● **Try it**
What follows is a block of records; restate each one word for word.

● **Records for the exercise**
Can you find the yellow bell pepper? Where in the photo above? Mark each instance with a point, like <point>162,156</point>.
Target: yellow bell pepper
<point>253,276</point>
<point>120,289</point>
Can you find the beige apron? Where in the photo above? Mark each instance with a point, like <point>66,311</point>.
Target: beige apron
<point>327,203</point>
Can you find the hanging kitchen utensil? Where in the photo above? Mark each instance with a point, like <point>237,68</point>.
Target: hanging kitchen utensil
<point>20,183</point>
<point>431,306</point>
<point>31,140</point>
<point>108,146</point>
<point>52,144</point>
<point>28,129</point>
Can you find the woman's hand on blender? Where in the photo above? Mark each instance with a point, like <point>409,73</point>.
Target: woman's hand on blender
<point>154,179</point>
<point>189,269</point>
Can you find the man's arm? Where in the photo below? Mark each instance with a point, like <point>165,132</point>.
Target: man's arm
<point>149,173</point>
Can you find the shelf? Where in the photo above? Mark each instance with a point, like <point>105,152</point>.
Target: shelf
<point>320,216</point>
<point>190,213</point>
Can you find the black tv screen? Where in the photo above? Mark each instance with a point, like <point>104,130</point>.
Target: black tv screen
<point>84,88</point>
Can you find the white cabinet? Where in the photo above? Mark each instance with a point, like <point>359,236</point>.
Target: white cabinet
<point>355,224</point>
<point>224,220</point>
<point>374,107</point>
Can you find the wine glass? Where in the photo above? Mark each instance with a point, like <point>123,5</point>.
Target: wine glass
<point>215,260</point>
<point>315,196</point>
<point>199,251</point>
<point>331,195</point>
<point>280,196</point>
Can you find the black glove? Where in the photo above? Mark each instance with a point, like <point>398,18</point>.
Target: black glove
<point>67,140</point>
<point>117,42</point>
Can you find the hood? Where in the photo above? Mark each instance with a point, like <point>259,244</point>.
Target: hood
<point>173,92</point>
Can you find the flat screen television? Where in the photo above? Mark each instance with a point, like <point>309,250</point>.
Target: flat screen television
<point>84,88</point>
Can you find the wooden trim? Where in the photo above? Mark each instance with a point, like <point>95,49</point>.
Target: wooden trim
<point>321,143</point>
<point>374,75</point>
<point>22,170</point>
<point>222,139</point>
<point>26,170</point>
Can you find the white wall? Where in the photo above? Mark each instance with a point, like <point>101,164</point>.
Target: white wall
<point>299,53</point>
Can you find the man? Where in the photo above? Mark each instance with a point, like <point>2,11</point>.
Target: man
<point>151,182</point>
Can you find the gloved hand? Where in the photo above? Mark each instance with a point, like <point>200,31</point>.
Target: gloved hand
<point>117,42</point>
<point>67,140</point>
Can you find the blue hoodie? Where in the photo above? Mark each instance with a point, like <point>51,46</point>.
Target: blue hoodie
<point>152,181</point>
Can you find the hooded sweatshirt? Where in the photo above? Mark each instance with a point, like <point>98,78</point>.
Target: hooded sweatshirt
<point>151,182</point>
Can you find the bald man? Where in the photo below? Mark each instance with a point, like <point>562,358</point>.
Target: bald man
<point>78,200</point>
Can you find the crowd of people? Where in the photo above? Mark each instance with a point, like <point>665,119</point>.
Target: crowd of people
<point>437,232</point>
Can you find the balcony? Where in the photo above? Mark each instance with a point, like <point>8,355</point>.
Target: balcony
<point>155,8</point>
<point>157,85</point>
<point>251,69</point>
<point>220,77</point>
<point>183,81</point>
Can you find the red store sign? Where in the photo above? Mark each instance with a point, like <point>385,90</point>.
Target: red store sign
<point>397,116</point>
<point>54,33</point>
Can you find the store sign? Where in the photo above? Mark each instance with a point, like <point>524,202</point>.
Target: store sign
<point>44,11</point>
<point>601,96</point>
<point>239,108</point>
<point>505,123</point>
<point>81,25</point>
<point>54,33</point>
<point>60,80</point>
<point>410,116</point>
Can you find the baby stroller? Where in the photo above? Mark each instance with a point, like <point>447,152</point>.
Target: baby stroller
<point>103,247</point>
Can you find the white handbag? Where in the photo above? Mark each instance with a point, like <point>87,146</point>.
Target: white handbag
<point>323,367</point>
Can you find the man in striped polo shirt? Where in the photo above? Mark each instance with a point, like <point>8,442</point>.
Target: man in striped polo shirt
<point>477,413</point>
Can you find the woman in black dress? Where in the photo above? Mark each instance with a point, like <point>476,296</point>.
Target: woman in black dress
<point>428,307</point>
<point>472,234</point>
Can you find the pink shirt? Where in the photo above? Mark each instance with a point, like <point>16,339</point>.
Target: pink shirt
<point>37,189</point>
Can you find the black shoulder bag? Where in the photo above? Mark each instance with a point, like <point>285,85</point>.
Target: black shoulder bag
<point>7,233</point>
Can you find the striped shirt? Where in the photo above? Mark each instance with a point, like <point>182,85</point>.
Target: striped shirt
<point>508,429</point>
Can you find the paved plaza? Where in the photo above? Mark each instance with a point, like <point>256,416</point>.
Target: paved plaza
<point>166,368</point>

● **Response to the task**
Can you find the yellow bell pepper? Where in the photo above? Mark each instance with a point, like <point>162,156</point>.
Target: yellow bell pepper
<point>253,276</point>
<point>120,289</point>
Can you find the beige apron? Where in the photo above? Mark each instance with a point, like <point>66,311</point>.
Target: beige apron
<point>327,203</point>
Can you find the hanging kitchen utensil? Where in the photo above? Mark each instance with a point, like <point>237,68</point>.
Target: hanging kitchen utensil
<point>20,183</point>
<point>431,306</point>
<point>31,140</point>
<point>108,146</point>
<point>52,144</point>
<point>28,129</point>
Can you find the woman's hand on blender? Where in the photo above? Mark each instance with a point, like <point>409,73</point>.
Target: woman's hand on blender
<point>154,179</point>
<point>189,269</point>
Can you find the man's arm? Where in the photo below? Mark each instance with a point, like <point>165,132</point>.
Target: man's arm
<point>149,173</point>
Can you find the shelf? Where in the photo above? Mark each instance with a point, like <point>105,152</point>.
Target: shelf
<point>320,216</point>
<point>190,213</point>
Can you find the black tv screen? Where in the photo above? Mark each instance with a point, like <point>104,130</point>.
Target: black tv screen
<point>84,88</point>
Can you find the white cabinet? Where in the photo above? Mark each instance with a point, like <point>359,236</point>.
Target: white cabinet
<point>355,224</point>
<point>224,220</point>
<point>374,107</point>
Can you find the wine glass? Where in the photo above? Mark each instance with a point, like <point>123,5</point>.
Target: wine glass
<point>215,260</point>
<point>315,196</point>
<point>199,251</point>
<point>331,195</point>
<point>280,196</point>
Can you find the black glove? Where in the photo above? Mark each instance with a point, like <point>398,18</point>.
Target: black glove
<point>67,140</point>
<point>117,42</point>
Can you find the hood? Where in the photo above? Mark each instance with a point, like <point>259,244</point>.
Target: hood
<point>173,92</point>
Can you find the flat screen television? Where in the photo above? Mark each instance with a point, like <point>309,250</point>.
Target: flat screen television
<point>84,88</point>
Can you find the wooden trim? Where in the photo above? Mark each instance with a point, like <point>95,49</point>.
Target: wooden trim
<point>321,143</point>
<point>374,75</point>
<point>22,170</point>
<point>222,139</point>
<point>26,170</point>
Can you find the white wall? Where in the photo above? Mark each instance with a point, like <point>101,164</point>.
Target: white wall
<point>299,53</point>
Can you find the man? Where in the photo above? Mark each instance with a point, like <point>2,11</point>.
Target: man
<point>151,182</point>
Can you find the gloved hand? Where in the photo above? Mark each instance with a point, like <point>200,31</point>.
Target: gloved hand
<point>117,42</point>
<point>67,140</point>
Can you find the blue hoodie? Where in the photo above? Mark each instance with a point, like <point>51,46</point>.
Target: blue hoodie
<point>152,181</point>
Can you find the hooded sweatshirt? Where in the photo above? Mark each instance with a point, like <point>98,78</point>.
Target: hooded sweatshirt
<point>151,182</point>
Can you find the bald man? Where in the photo below? Mark each instance with a point, like <point>562,358</point>.
Target: bald man
<point>78,200</point>
Can you find the crowd of people? Where in the photo above? Mark each instance with a point, like <point>665,119</point>.
Target: crowd of people
<point>437,232</point>
Can you find the balcony? Where in the photo above? Mark each instance with a point, like <point>8,355</point>.
Target: balcony
<point>155,8</point>
<point>157,85</point>
<point>251,69</point>
<point>220,77</point>
<point>183,81</point>
Can you find the red store sign? Where in the photo above? Mark each instance with a point, like <point>385,90</point>.
Target: red store sign
<point>397,116</point>
<point>54,33</point>
Can you find the store sign? Where in the photo above? Mark each instance with a point, like <point>524,202</point>.
Target: store sign
<point>44,11</point>
<point>601,96</point>
<point>239,108</point>
<point>505,123</point>
<point>81,25</point>
<point>54,33</point>
<point>60,80</point>
<point>410,116</point>
Can you find the baby stroller? Where in the photo above? Mark each instance with a point, like <point>447,152</point>.
Target: baby stroller
<point>103,247</point>
Can you find the white handbag? Where in the photo above? Mark each instance with a point, like <point>87,146</point>.
Target: white handbag
<point>323,367</point>
Can you find the man in striped polo shirt? Where in the photo above? Mark each instance with a point, like <point>8,442</point>.
Target: man in striped polo shirt
<point>477,413</point>
Can you find the woman in black dress? Where in the photo above? Mark each instance with a point, like <point>476,296</point>.
Target: woman in black dress
<point>428,307</point>
<point>472,234</point>
Can you find the pink shirt? Where in the photo above? Mark each instance with a point, like <point>16,339</point>.
Target: pink shirt
<point>37,189</point>
Can you find the black shoulder bag? Where in the photo above? Mark each instance with a point, like <point>285,85</point>.
Target: black shoulder bag
<point>7,233</point>
Can you find the striped shirt? Where in the photo above? Mark each instance with a point, like <point>182,85</point>.
Target: striped shirt
<point>508,429</point>
Can you find the paved plaza? Where in the photo above? Mark each instance with a point, like <point>256,416</point>.
Target: paved plaza
<point>166,368</point>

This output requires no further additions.